Work task:
Find and copy the lines in the records beneath this task that contain the word "walking".

(Records from a collection)
------
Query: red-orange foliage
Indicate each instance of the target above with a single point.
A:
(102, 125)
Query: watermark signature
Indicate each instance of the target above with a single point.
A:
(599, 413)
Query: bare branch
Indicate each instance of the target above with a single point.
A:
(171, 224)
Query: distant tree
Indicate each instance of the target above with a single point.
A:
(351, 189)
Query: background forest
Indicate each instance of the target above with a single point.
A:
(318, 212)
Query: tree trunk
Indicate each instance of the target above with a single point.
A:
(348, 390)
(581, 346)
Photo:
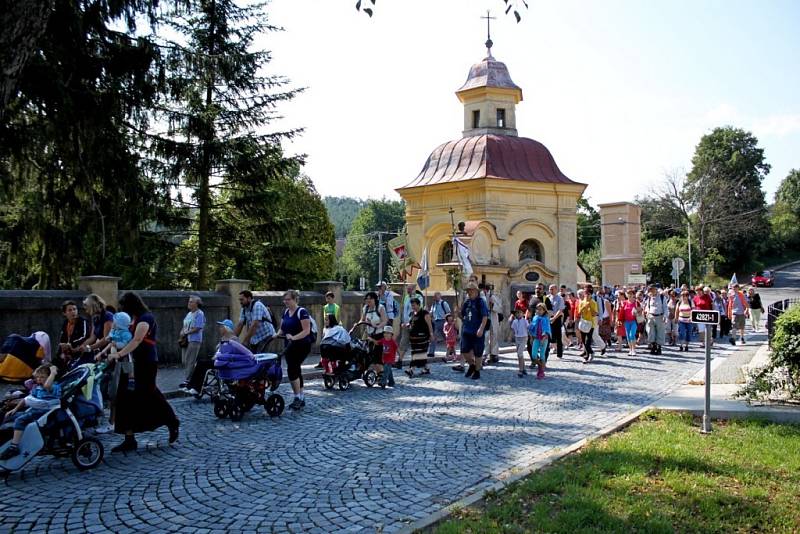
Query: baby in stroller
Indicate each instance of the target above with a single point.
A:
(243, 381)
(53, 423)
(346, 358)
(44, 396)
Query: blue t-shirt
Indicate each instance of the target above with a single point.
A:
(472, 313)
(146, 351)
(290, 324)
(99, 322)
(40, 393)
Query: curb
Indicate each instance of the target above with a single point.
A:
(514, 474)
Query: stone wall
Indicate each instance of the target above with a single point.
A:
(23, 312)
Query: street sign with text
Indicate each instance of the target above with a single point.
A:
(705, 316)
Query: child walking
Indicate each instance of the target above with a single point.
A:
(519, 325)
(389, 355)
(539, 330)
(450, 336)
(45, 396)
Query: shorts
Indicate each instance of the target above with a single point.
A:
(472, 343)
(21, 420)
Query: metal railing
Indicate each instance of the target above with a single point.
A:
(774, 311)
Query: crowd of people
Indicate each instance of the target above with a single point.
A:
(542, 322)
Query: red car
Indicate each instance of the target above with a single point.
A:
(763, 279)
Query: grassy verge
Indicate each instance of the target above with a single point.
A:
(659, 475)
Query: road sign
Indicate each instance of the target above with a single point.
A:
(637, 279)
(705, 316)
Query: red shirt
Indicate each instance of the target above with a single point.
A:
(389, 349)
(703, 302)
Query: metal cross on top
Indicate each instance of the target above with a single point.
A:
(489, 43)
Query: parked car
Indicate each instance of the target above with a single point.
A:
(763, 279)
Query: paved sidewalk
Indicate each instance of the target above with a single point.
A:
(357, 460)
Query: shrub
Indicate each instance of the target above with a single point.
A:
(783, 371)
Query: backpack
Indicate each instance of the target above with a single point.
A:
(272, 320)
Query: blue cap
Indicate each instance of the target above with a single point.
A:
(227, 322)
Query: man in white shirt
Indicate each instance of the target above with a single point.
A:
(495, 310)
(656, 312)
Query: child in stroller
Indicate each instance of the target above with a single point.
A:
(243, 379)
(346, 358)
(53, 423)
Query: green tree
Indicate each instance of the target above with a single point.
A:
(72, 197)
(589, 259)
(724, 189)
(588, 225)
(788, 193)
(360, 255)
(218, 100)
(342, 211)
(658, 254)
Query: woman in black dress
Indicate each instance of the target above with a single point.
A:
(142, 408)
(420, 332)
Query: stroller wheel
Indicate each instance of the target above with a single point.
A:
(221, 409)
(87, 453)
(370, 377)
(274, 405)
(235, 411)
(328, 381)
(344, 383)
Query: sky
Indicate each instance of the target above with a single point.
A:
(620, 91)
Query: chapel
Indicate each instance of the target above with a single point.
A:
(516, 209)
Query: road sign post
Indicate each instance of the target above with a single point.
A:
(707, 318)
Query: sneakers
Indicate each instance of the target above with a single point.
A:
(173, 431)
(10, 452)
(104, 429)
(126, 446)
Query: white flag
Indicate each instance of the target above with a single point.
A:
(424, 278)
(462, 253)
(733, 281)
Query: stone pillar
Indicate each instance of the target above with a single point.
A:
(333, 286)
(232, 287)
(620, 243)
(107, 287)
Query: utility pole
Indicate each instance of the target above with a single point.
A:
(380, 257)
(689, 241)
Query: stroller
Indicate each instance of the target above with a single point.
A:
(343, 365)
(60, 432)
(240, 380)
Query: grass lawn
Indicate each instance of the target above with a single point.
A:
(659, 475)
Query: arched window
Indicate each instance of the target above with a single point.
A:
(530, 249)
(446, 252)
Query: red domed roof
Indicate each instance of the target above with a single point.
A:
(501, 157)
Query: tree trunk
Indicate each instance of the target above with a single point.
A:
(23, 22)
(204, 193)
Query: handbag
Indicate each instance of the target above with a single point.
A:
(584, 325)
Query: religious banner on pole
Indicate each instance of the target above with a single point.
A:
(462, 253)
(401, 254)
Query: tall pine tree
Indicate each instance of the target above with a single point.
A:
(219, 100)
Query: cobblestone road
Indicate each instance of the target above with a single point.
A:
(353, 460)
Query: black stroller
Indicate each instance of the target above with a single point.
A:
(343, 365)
------
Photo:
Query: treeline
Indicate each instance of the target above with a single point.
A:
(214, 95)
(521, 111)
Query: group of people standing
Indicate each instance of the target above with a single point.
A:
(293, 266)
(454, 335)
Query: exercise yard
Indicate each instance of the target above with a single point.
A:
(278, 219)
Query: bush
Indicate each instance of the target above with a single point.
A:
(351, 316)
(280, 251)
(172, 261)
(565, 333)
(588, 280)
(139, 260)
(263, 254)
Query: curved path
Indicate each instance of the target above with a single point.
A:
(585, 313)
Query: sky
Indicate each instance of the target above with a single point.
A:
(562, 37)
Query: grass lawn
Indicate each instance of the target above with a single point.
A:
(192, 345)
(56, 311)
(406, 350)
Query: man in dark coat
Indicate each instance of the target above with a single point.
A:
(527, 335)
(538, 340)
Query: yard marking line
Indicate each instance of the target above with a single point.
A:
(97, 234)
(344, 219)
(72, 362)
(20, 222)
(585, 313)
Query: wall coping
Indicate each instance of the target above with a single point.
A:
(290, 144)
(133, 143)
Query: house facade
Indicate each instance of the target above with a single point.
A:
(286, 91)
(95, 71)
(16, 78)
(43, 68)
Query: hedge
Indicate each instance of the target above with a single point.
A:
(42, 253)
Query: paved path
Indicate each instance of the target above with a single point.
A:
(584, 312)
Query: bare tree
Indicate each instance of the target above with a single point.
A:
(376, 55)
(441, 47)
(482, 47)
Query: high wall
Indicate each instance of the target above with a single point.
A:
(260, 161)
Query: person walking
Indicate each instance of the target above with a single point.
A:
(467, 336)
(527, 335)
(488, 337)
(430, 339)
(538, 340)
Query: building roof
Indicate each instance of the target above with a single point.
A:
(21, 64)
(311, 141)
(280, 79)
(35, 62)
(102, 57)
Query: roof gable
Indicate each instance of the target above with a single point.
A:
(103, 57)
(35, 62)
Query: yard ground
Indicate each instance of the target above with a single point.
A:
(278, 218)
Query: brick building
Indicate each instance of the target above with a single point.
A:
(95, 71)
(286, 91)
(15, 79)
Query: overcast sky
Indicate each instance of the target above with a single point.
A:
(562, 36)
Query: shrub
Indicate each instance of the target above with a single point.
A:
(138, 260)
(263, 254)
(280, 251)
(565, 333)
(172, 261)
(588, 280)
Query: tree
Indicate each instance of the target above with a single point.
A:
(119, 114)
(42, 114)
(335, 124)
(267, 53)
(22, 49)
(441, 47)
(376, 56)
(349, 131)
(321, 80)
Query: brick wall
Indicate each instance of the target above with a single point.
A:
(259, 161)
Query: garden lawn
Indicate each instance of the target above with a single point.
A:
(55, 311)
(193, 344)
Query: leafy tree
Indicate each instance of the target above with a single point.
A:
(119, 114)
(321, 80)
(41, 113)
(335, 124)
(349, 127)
------
Response:
Query: child walking
Query: person walking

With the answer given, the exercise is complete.